> Written problem: Reproduce everything in the records below from the line containing "One keypoint belongs to every instance. Tag the wooden" down to the line containing "One keypoint belongs to every instance. Tag the bureau", both lines included, leaving each request unchanged and multiplying every coordinate in the answers by 2, rounded to whole numbers with halves rounded up. Provide only these lines.

> Listed entries:
▽

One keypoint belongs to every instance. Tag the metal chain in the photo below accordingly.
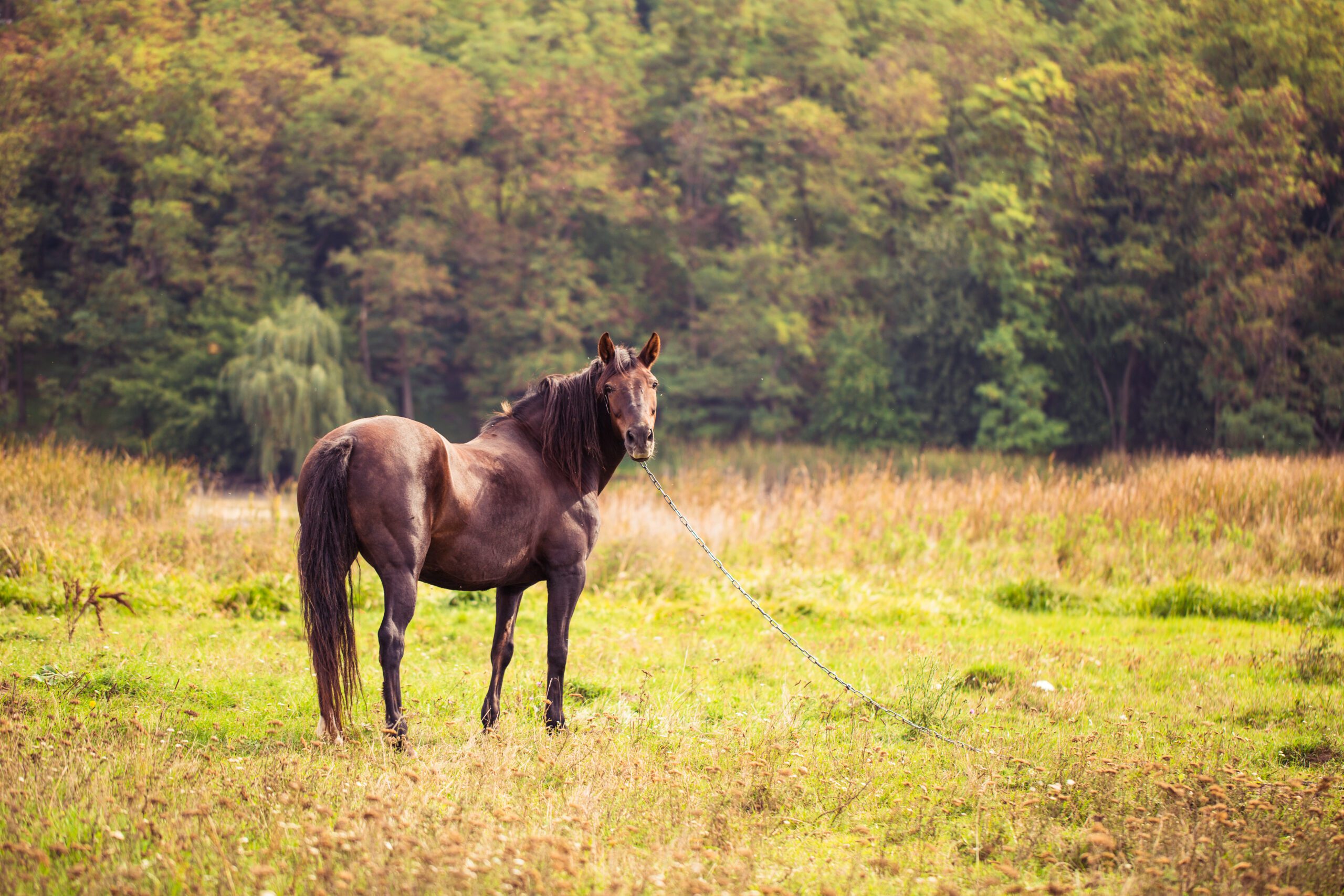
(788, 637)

△
▽

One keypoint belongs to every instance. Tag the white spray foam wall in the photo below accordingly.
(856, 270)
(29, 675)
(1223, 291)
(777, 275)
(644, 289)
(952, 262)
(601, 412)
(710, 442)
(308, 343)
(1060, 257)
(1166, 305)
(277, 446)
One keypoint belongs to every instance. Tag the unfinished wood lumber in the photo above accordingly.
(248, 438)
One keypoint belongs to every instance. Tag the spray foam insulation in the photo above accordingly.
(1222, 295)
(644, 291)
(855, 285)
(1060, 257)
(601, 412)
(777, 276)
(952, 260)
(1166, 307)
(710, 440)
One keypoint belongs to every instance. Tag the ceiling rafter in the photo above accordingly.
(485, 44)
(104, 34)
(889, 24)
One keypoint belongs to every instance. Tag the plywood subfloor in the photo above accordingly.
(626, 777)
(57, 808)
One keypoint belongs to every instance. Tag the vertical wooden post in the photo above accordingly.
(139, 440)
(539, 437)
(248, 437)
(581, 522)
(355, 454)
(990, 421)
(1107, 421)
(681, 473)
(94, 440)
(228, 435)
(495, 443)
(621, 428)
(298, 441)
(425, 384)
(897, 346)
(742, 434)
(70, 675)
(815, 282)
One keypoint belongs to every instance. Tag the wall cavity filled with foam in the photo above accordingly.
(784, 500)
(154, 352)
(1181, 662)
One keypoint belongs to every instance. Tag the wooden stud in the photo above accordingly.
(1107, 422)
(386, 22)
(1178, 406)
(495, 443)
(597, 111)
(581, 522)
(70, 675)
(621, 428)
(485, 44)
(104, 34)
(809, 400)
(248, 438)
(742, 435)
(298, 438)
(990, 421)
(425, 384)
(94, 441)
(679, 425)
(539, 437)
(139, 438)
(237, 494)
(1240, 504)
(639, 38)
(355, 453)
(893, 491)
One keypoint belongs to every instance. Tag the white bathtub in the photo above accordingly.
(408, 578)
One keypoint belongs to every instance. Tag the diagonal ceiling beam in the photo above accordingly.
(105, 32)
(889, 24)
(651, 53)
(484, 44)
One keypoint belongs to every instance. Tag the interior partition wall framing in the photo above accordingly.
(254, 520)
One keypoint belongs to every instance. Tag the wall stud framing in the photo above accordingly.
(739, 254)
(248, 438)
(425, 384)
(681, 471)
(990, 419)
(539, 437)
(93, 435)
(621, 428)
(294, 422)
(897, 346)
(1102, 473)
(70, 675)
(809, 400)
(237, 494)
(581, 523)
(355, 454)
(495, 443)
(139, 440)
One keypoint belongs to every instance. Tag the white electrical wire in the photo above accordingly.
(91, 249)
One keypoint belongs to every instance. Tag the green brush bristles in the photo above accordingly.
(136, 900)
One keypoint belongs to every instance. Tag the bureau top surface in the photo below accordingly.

△

> Exercise answer:
One keypoint belongs to every instance. Tag the wooden stud in the photo above accordingly.
(2214, 844)
(772, 44)
(2356, 812)
(990, 886)
(1194, 222)
(1162, 1044)
(140, 1350)
(1242, 856)
(970, 88)
(208, 68)
(1618, 800)
(496, 876)
(1484, 870)
(596, 876)
(1980, 842)
(850, 768)
(188, 882)
(1358, 850)
(1078, 874)
(278, 876)
(474, 988)
(2480, 1008)
(1278, 76)
(710, 906)
(1786, 982)
One keypoint belongs to every instance. Tag the white bathtub in the photo above accordingly.
(816, 1156)
One keypoint belongs to every instance. Tag the diagonal ceiling beam in the photo above accordingly.
(210, 64)
(1778, 48)
(1302, 106)
(968, 88)
One keypoint belongs to every instance. Tag the interior partition wall framing in the photo above accordingly.
(508, 1040)
One keypoint belongs to every instance. Tag the wall stud framing in the photo above accordingly.
(1478, 508)
(496, 876)
(850, 768)
(1362, 942)
(1980, 838)
(1078, 874)
(186, 870)
(1242, 856)
(588, 844)
(1794, 692)
(2204, 946)
(140, 1350)
(1618, 800)
(474, 988)
(1162, 1046)
(710, 908)
(990, 886)
(278, 880)
One keypoint belongs to every instance. Tag the white electrical wire in the photo above accordingly.
(182, 498)
One keypoint belongs to every instance. Tag the green brush bristles in the photo above accordingly.
(272, 1800)
One keypoint belongs to every instance. Tag the bureau top surface in the photo below accordingly.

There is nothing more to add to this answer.